• **What is needed**: A word-for-word repetition of all the entries is required.

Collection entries
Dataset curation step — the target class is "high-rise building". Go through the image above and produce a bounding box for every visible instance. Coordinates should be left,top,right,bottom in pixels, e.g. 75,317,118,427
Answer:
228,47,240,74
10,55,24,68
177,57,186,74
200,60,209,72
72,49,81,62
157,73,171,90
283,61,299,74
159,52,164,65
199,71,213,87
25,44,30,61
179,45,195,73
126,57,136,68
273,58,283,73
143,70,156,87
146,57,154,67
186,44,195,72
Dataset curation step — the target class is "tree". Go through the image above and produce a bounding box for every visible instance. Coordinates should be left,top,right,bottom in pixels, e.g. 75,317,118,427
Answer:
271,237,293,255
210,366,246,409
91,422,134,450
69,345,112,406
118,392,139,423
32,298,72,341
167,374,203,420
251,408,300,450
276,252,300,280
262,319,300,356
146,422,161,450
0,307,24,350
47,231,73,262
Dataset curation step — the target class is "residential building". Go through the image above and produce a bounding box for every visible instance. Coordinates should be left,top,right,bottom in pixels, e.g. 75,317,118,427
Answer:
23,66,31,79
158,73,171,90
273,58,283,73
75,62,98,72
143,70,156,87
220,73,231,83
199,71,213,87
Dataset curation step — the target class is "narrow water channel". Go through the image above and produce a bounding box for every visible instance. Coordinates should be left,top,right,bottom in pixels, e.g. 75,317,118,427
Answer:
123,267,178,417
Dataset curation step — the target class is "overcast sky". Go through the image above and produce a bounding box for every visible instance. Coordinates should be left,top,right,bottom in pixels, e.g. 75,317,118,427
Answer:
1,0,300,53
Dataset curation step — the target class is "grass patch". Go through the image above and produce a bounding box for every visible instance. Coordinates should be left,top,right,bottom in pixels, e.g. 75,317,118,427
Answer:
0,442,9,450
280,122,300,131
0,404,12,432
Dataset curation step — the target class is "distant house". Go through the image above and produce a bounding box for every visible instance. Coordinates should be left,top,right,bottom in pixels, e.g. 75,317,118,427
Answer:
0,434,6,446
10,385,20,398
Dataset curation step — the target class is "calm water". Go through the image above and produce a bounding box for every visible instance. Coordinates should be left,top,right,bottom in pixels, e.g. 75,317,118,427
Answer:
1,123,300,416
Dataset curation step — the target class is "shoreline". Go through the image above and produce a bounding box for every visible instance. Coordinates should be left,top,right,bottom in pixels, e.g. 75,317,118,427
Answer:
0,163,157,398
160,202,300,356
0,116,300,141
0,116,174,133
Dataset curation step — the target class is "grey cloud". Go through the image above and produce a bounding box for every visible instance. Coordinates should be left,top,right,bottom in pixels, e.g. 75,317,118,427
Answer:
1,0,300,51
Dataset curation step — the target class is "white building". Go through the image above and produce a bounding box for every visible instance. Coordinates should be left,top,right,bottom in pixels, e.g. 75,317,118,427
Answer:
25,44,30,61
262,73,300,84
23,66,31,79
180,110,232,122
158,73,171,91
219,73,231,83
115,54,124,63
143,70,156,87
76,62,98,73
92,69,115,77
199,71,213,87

• **Solution**:
Dataset curation step — the target class is "high-rise building". Go through the image above and produce a bounding box for every visible instance. Coordinates should be left,top,right,bottom in pixels, e.g. 75,317,118,427
Answer:
228,47,240,74
10,55,24,68
177,57,186,74
200,60,209,72
72,49,81,62
157,73,171,90
283,61,299,74
159,52,164,65
199,71,213,87
25,44,30,61
179,45,195,73
126,57,136,68
273,58,283,73
143,70,156,87
146,57,154,67
186,44,195,72
Dataset curation step — the target class is "tree". Go through the image above and produce a bounding box for every visible instance. Coordinates should be left,top,right,bottom in pixels, e.g. 75,317,118,427
Answer:
271,237,293,255
210,366,246,409
91,422,134,450
69,345,112,406
118,392,139,423
32,298,72,341
167,374,203,420
251,408,300,450
276,252,300,280
262,319,300,356
146,422,161,450
0,307,24,350
47,231,73,262
Dataset curation step — the target class is "residential building". Go through the image above and produce a bounding box for every visible instance. Coordinates should be left,top,right,bottom in pixels, e.g. 75,317,118,427
Answer:
23,66,31,79
158,73,171,90
273,58,283,73
75,62,98,72
143,70,156,87
220,73,231,83
199,71,213,87
Dataset curation step — the target class is "narrow water channel". Go through the image above and produce a bounding box for every visible instance. Coordinates should be left,top,right,bottom in pixels, e.g. 75,317,118,427
Answer:
123,267,178,417
Dataset curation step — the target class is "overcast sky". Go through the image above and produce a bounding box for every visible instance. Coordinates should be left,top,right,bottom in pixels, e.g. 75,317,118,427
Answer:
1,0,300,53
Dataset curation step — the target class is "grass patch". Go through the image above and produce a bounding box for every visible instance. Coordinates should be left,top,right,bottom in pixels, e.g. 75,317,118,427
Answer:
0,442,9,450
280,122,300,131
0,404,12,432
Dataset curation step — the target class is "distant house". Go through the image above and produce a bounding box for every visible instance. Coordinates should be left,top,right,bottom in pixels, e.g. 75,317,118,427
Answer:
0,434,6,446
10,385,20,398
Dataset curation step — the target class is "calm water". Go through the image above and produce a bounding box for every visible instance. Coordinates should be left,top,right,bottom in pixels, e.g. 75,317,118,427
Answer:
1,123,300,416
Dataset curation step — the target class is "shoreline". Go through the image above and produce a bounding box for every visible instance. Coordinates should be left,top,right,bottom in pixels, e.g. 75,317,118,427
Answer:
0,163,157,398
160,202,300,356
0,116,300,141
0,116,174,133
Dataset curation step — the target class is "grey cloud". Go through the image above and produce a bounding box for every visible instance. Coordinates should be left,top,right,bottom in pixels, e.g. 75,317,118,427
Answer:
1,0,300,51
Dataset curation step — the target class is "white building". Go through the image above and produce a bounding box for every visible instance. Coordinates should be left,top,right,bottom in pixels, e.g. 75,317,118,427
Answer:
25,44,30,61
262,73,300,84
23,66,31,79
180,110,232,122
158,73,171,91
219,73,231,83
115,54,124,63
143,70,156,87
76,62,98,73
92,69,115,77
199,71,213,87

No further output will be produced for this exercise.